_Assignment:_ The answer is the first line of the listing and every line after it through the one containing "positive clicks: (12, 61) (22, 57) (24, 37)", exact, with pictures removed.

_Data for this task:_
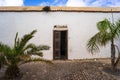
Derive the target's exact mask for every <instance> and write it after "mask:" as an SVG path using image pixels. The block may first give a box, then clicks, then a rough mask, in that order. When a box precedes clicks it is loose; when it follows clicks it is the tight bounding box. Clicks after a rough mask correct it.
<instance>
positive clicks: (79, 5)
mask: <svg viewBox="0 0 120 80" xmlns="http://www.w3.org/2000/svg"><path fill="white" fill-rule="evenodd" d="M66 6H75V7H76V6H86V3H85V1H84V0H68V1H67V3H66Z"/></svg>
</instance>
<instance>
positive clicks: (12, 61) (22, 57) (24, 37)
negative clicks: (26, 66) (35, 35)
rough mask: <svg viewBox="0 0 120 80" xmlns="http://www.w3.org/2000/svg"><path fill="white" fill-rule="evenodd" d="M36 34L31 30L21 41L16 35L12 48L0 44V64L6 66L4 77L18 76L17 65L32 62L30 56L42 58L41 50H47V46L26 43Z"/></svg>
mask: <svg viewBox="0 0 120 80" xmlns="http://www.w3.org/2000/svg"><path fill="white" fill-rule="evenodd" d="M36 32H37V31H36V30H33V31H32V32H31V33H29V34H26V35H24V36H23V37H22V38H21V39H20V38H18V33H16V36H15V42H14V47H10V46H9V45H5V44H3V43H0V64H1V65H2V64H4V65H7V66H8V67H7V70H6V72H5V76H7V77H11V78H14V77H17V76H19V74H20V71H19V67H18V65H20V64H22V63H25V62H28V61H32V59H31V55H38V56H40V57H42V56H43V55H42V52H41V50H48V49H49V46H46V45H41V46H36V45H35V44H32V43H28V41H29V40H30V39H32V38H33V37H34V36H33V35H34V34H35V33H36ZM40 60H41V59H40Z"/></svg>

_Response to this task:_
Derive the target's exact mask for every <instance> and write it after "mask:" as an SVG path using image pixels. The block may first give a box, then clicks, then a rough mask, in that order. When a box precedes clicks it is loose; when it follows clicks it is the tight bounding box. Clicks after a rough mask correct it.
<instance>
positive clicks: (79, 5)
mask: <svg viewBox="0 0 120 80" xmlns="http://www.w3.org/2000/svg"><path fill="white" fill-rule="evenodd" d="M66 6H75V7H76V6H86V3H85V1H84V0H68V1H67V3H66Z"/></svg>
</instance>
<instance>
positive clicks: (12, 61) (22, 57) (24, 37)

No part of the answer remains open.